* _Supplied information_:
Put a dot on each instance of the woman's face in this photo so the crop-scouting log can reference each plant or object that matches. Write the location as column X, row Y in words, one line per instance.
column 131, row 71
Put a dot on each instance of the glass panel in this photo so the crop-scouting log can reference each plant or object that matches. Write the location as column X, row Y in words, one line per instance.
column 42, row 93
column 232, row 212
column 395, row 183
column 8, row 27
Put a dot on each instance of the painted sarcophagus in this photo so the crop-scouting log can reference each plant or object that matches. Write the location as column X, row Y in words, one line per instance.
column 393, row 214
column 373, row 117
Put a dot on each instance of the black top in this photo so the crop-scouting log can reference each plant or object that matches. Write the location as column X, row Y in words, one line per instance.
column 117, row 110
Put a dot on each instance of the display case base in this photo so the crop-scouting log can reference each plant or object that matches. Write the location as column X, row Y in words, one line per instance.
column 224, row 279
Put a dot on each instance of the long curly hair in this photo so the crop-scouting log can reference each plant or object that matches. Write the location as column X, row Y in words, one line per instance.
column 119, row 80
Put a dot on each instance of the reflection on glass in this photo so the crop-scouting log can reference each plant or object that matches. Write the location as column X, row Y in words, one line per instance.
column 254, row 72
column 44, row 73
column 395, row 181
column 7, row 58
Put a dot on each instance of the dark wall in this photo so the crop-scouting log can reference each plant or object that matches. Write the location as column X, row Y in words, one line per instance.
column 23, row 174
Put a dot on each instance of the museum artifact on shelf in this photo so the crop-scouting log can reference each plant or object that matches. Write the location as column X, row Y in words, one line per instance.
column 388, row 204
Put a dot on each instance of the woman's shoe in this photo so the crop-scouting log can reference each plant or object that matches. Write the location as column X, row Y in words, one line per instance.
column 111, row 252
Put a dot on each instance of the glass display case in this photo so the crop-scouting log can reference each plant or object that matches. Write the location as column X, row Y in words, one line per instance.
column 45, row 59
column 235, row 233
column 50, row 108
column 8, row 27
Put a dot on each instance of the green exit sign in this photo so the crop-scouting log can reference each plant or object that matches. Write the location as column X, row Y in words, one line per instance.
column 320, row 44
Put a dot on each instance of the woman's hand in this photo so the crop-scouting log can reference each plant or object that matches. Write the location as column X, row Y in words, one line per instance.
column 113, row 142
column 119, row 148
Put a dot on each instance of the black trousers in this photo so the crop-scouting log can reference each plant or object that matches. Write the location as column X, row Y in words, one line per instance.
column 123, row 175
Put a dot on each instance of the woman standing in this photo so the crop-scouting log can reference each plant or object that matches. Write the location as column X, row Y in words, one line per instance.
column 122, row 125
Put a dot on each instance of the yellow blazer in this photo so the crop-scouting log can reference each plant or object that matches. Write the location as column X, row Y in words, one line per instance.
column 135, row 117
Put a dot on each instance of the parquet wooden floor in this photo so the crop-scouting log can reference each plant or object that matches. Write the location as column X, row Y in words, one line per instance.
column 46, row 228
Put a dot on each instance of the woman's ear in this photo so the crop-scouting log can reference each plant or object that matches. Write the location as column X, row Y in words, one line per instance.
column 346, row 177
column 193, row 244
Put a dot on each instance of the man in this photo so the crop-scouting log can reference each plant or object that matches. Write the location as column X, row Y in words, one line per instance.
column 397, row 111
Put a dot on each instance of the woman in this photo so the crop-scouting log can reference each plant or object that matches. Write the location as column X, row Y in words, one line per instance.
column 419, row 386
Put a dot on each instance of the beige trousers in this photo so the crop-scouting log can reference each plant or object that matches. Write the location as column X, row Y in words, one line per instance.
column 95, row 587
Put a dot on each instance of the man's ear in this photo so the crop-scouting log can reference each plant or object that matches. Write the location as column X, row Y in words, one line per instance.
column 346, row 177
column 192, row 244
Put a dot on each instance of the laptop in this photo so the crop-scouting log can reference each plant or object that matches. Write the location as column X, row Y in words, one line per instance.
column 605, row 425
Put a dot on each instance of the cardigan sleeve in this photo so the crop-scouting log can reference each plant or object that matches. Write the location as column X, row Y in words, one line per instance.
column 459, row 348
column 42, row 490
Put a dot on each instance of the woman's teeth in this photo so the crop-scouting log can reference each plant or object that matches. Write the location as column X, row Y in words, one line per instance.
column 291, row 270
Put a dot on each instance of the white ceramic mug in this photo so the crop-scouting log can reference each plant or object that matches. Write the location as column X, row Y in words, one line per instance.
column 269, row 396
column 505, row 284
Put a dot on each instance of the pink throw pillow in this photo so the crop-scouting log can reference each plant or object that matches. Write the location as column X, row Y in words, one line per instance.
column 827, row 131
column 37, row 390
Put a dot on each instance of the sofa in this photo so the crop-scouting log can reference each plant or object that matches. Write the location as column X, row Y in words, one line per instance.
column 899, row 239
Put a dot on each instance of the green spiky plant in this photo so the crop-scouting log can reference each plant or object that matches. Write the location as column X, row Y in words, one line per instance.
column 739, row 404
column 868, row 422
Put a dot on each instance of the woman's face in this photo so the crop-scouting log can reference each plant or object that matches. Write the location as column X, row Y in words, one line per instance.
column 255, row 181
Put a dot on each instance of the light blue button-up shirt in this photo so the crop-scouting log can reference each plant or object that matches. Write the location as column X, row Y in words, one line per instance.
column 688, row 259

* _Your assignment_:
Output every entry shown above, exactly.

* _Exercise response_:
Put a dot on each instance of the woman's face in this photo so the crop-scouting log can reference each plant or object that matches. Write the location as column X, row Y in words, one line per instance.
column 131, row 71
Put a dot on each instance of the glass panel in this photo so the crop-scouting log can reference each plant or object that matches. Write the location as column X, row Y in words, one line per instance.
column 42, row 93
column 232, row 212
column 395, row 183
column 8, row 27
Put a dot on each instance of the painted sarcophagus in this photo so the crop-scouting log can reference each plant or object that matches. Write the location as column X, row Y in words, one line per instance.
column 393, row 214
column 373, row 117
Put a dot on each instance of the black top in this photo so the crop-scouting log can reference each plant or object that matches. Write the location as column X, row Y in words, one line per instance.
column 117, row 110
Put a dot on each instance of the display case base in this photo so the crop-scouting log can reference each plant or object that matches. Write the location as column X, row Y in words, one line per instance.
column 224, row 279
Put a dot on each instance of the long curly hair in this photo so the crop-scouting log can reference each plant or object that matches. Write the location as column X, row Y in words, one line per instance.
column 119, row 80
Put a dot on each instance of the reflection on glass in this photo so the crop-scouting log can reference each plant or object that matches. Write the location as column X, row Y in words, one line per instance.
column 254, row 72
column 44, row 73
column 395, row 181
column 7, row 58
Put a dot on each instance of the dark wall in this photo so the crop-scouting log can reference each plant or object that matches. Write the location as column X, row Y in words, one line per instance.
column 23, row 174
Put a dot on each instance of the museum artifact on shelf in this photo so the crop-scouting log can reference each plant or object that matches. Write the location as column X, row Y in words, one line per instance.
column 388, row 204
Put a dot on each instance of the woman's shoe in this photo so the crop-scouting log can reference each plant or object that matches. Write the location as column X, row Y in words, one line per instance.
column 111, row 252
Put a dot on each instance of the glass display case in this photo so the crop-scouting log can reference each plant or object that matches. Write the location as column X, row Y in words, one line per instance.
column 45, row 59
column 235, row 233
column 50, row 108
column 8, row 27
Put a dot on each instance of the green exit sign in this photo so the crop-scouting log can reference each plant or object that matches. Write the location as column X, row Y in words, one line per instance.
column 320, row 44
Put a dot on each instance of the woman's hand in this photo so the crop-scouting log can reference each plant or object that matches. Write the location as column X, row Y in words, one line per instance.
column 113, row 142
column 119, row 148
Put a dot on each instance of the black trousers in this photo so the crop-scouting log can reference each plant or object that matches. Write the location as column X, row Y in words, one line per instance.
column 123, row 175
Put a dot on each instance of the woman standing in this photo so the crop-scouting log can reference each plant or object that matches. Write the location as column X, row Y in words, one line per instance.
column 122, row 125
Put a dot on each instance of the yellow blazer in this photo so the crop-scouting log can reference each plant or object that matches. Write the location as column X, row Y in words, one line per instance.
column 135, row 117
Put a dot on each instance of the parquet wooden floor in this photo so the crop-scouting log can reference each plant or object that matches. Write the location as column X, row Y in words, one line per instance.
column 46, row 228
Put a dot on each instance of the woman's ear in this photo so the crop-scouting log can reference each plant or object that matches. Write the location as column X, row Y in words, one line per instance.
column 346, row 177
column 193, row 244
Put a dot on each instance of the man in this photo so the crop-scouting log can reference each plant or object that matches. Write the location as column X, row Y in words, one line per instance.
column 397, row 111
Put a dot on each instance of the woman in this photo so the crop-scouting log can reference each plant or object that matches. Write the location as column X, row Y in words, one line per instance.
column 419, row 386
Put a dot on each instance of the beige trousers in this photo so the crop-scouting log can reference each plant or object that matches. Write the location as column X, row Y in words, one line per instance.
column 95, row 587
Put a dot on each instance of the man's ear in this photo so the crop-scouting log can reference each plant or object that matches. Write the location as column X, row Y in words, one line per instance.
column 346, row 177
column 192, row 244
Put a dot on each instance of the laptop in this photo so the crop-scouting log can reference each plant or object that matches. Write the location as column X, row Y in words, one line per instance.
column 605, row 425
Put a dot on each instance of the cardigan sleeve in this photo so the crop-scouting log can reference each plant or object that matches. Write the location as column X, row Y in words, one line per instance.
column 459, row 348
column 42, row 490
Put a dot on each instance of the woman's teeth in this photo so the crop-scouting log can reference each plant or object that matches. Write the location as column X, row Y in words, one line per instance.
column 291, row 270
Put a dot on each instance of the white ceramic mug in this photo so the crop-scouting log can reference each plant or object that matches. Write the location as column X, row Y in words, one line per instance.
column 269, row 396
column 505, row 284
Put a dot on each instance of the pink throw pillow in this photo so the crop-scouting log can reference each plant or object that matches. Write the location as column X, row Y in words, one line per instance.
column 827, row 131
column 37, row 390
Put a dot on each instance of the sofa in this photo so the crop-scouting log can reference each plant or object that matches. Write the location as column X, row Y in words, one line per instance.
column 899, row 239
Put a dot on each instance of the green spiky plant in this photo so the crop-scouting log can reference each plant or object that matches. Write the location as column X, row Y in words, one line per instance.
column 739, row 404
column 868, row 422
Put a dot on each instance of the woman's face in this photo so the crop-scouting log can reference each plant or object that matches. Write the location as column X, row Y in words, one line per instance.
column 255, row 181
Put a dot on each instance of the light blue button-up shirt in this photo so the crop-scouting log can reference each plant or object that matches. Write the location as column X, row Y in words, one line per instance.
column 688, row 259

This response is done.